TASK STATEMENT: In the article below on complaints against judges, list everything the council keeps secret when a complaint does not lead to an inquiry.

SOURCE DOCUMENT:
━━━━━━━━━━━━━━━━━━━━━━━━━━━━━━

Since the early 1990s, about 180 of the average 600 complaints the council receives annually are deemed worthy of a review screening process, said the council’s executive director, Norman Sabourin. These internal investigations can take anywhere between three to six months.

Of the roughly 3,600 complaints the council has probed in the past 20 years, only 11 — fewer than 0.5 per cent — have resulted in a public inquiry. (The first public inquiry into a complaint against a federal judge was held in 1990.)

MORE: Public hearings against federal judges since 1971

Unless a complaint results in an inquiry, the council keeps secret the judge’s name, province, details of the allegations and even results of the investigation.

The only public insight into the bulk of the investigations is a brief summary of a handful of complaints disclosed in the council’s annual report.

Some examples:
  • A judge who “waved his hand” at a litigant who spoke English as a second language and denied him his right to understand what was happening in court. 
  • A judge who was sent to a gender bias training course after making insensitive comments during a sexual assault case. 
  • A judge who made comments that contributed to the ongoing “degrading debate” surrounding aboriginal people in Canada. 
This is less information, in some respects, than is shared about complaints against Ontario’s provincial judges.

In Ontario, the summaries of all investigations are published, but complainants are banned from speaking out publicly unless a hearing is called.

(The Star is currently challenging the constitutionality of the policy in Ontario, where the judicial council has imposed a “general order” sealing all complaints against judges that do not result in a public hearing.)

━━━━━━━━━━━━━━━━━━━━━━━━━━━━━━

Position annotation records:

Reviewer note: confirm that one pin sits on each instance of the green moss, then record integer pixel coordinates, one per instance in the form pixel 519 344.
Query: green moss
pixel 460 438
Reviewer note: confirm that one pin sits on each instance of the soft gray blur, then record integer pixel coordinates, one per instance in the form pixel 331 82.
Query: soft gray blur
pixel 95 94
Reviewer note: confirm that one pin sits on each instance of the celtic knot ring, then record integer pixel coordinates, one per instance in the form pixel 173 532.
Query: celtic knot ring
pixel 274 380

━━━━━━━━━━━━━━━━━━━━━━━━━━━━━━

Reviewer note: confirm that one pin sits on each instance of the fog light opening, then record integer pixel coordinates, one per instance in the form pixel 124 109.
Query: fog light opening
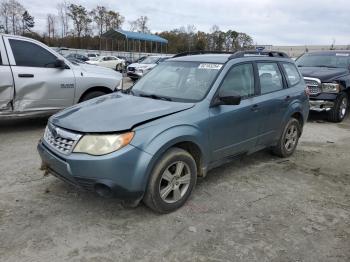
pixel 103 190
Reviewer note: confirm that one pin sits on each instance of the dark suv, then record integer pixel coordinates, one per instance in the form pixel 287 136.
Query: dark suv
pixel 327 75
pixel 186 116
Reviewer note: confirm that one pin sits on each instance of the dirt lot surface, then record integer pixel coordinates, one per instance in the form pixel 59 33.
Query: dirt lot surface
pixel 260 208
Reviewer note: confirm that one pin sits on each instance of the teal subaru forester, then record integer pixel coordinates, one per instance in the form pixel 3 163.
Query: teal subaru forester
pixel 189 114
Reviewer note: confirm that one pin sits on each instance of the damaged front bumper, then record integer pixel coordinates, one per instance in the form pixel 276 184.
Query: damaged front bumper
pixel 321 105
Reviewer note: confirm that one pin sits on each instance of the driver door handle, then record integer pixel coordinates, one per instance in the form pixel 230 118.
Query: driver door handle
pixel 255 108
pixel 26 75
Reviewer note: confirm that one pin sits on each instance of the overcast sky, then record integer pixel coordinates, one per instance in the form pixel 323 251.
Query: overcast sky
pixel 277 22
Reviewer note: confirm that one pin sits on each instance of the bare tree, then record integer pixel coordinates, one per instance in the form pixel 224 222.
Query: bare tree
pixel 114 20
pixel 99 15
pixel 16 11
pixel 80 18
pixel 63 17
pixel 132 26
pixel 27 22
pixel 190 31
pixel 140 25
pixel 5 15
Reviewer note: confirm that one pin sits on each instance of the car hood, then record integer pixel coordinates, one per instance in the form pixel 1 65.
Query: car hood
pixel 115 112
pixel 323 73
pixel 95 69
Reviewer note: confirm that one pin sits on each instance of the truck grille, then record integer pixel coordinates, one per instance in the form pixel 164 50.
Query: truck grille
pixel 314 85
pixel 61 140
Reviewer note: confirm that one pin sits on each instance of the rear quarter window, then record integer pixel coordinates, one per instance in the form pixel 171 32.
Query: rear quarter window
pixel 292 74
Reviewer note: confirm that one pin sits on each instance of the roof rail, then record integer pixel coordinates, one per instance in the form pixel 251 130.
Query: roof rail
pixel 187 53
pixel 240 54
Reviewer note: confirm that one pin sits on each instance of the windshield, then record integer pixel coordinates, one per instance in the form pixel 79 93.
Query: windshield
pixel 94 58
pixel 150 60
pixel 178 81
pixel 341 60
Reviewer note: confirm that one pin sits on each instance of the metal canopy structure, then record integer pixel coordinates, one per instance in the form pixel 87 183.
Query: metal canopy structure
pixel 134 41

━━━━━━━━━━━━━━━━━━━━━━━━━━━━━━

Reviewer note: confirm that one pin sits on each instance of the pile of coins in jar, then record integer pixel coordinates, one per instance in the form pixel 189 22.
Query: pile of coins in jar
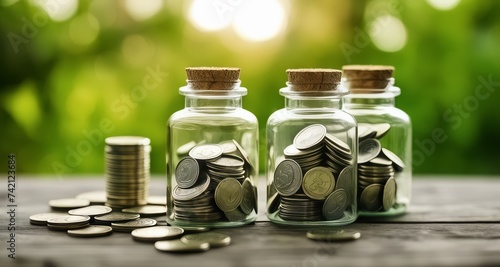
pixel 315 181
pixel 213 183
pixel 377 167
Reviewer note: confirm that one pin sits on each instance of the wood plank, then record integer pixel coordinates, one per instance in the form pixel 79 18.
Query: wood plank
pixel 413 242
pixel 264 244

━━━━━━━━━━━━━━━━━━━━━━━━━━━━━━

ANSWER FOR THE TASK:
- The judge's name
- The judge's province
- Details of the allegations
- Results of the investigation